All records shown below should be given again, character for character.

== Segment start ==

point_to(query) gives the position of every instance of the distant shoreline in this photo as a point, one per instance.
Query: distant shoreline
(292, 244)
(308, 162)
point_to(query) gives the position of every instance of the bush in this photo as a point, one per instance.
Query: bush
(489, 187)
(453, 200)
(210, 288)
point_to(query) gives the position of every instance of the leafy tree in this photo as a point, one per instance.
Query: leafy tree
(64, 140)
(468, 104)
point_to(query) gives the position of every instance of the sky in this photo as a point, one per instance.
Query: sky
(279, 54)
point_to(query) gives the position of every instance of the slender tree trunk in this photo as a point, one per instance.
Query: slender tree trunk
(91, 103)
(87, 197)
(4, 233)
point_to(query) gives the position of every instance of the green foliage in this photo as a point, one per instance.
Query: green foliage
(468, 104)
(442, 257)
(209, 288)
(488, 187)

== Segment end ==

● WORKED SOLUTION
point_to(query) gives the position of every instance of the distant shoreline in this photo as a point, one per instance.
Query: distant shoreline
(292, 244)
(308, 162)
point_to(query) gives the position of every instance of the bush in this photo as a point, one per instance.
Query: bush
(489, 187)
(453, 200)
(210, 288)
point_to(query) gives the position of every instance of the leafy tree in this photo as a point, one per instance.
Query: leafy tree
(64, 140)
(468, 104)
point_to(query) gives the position of every instance of the sky in this photo as a point, one per instance.
Query: sky
(279, 54)
point_to(query) gives the position of every instance of the slender tree trunk in this photo as a point, one per instance.
Query: slender tree trunk
(91, 103)
(87, 197)
(4, 233)
point_to(query) gives the position of every instance of the green foliage in this photo as a point, one per instance.
Query: green foliage
(468, 104)
(442, 257)
(209, 288)
(488, 187)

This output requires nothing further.